● **Document passage**:
Organizations that implement HACCP must comply with GMP, Good Manufacturing Practices, as they are a mandatory requirement included within the HACCP standard. However, it is possible to certify each individually.
Certifiable and voluntary food safety management systems (ISO 22000, FSSC 22000 etc.) are based on the implementation of a HACCP system to ensure food safety.
Benefits of HACCP certification
The 7 Principles of HACCP are:
1. Conduct a Hazard Analysis Determine critical control points for each hazard identified
2. Identify critical control points
3. Set critical limits
4. Carry out monitoring
5. Carry out corrective actions
6. Log records
7. Check effectiveness verification.

● **Data entries**:

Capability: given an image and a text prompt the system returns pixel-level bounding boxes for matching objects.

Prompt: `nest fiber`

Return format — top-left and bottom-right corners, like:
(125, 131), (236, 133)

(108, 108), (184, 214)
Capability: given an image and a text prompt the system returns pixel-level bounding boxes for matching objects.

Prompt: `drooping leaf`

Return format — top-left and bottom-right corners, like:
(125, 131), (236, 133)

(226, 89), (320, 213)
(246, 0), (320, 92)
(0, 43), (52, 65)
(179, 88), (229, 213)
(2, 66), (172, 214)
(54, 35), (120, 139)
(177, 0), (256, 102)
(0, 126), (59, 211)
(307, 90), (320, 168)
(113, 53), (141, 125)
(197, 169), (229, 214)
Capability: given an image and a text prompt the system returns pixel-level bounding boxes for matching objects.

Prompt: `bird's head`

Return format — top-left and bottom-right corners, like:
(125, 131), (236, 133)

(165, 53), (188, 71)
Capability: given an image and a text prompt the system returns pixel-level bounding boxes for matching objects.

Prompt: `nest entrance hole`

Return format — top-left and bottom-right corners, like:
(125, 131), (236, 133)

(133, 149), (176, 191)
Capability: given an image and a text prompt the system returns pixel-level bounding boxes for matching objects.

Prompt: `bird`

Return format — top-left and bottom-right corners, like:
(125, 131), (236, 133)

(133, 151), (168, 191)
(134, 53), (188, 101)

● **Directions**:
1. Render this sentence from the HACCP passage in Spanish: "Organizations that implement HACCP must comply with GMP, Good Manufacturing Practices, as they are a mandatory requirement included within the HACCP standard."
2. Go on with the HACCP passage, starting after its last line.
The items have nothing to do with the HACCP passage.

● **Per-task outputs**:
1. Las organizaciones que implementan HACCP deben cumplir con las BPM, Buenas Prácticas de Manufactura, ya que son un requisito obligatorio incluido dentro de la norma HACCP.

2.
In addition to the primary objective of food safety, HACCP can:
- Encourages a more effective use of your resources
- Reduces costs by avoiding unsafe productions
- Enables your company to act quickly and effectively in the event of a food safety emergency
- Builds customer and health authorities trust
- Reduces barriers to international trade
- Helps your food company competes more effectively in the world market
Steps to Certification
Complete a Quote Request Form so that we can understand your company and requirements. You can do this by completing either the online quick quote or the online formal quote request form. We will use this information to accurately define your scope of assessment and provide you with a proposal for certification.
Once you’ve agreed your proposal, we will contact you to book your assessment with an NQA Assessor. This assessment consists of two mandatory visits that form the Initial Certification Audit. Please note that you must be able to demonstrate that your management system has been fully operational for a minimum of three months and has been subject to a management review and full cycle of internal audits.
Following a successful two stage audit, a certification decision is made and if positive, then certification to the required standard is issued by NQA. You will receive both a hard and soft copy of the certificate. Certification is valid for three years and is maintained through a programme of annual surveillance audits and a three yearly recertification audit.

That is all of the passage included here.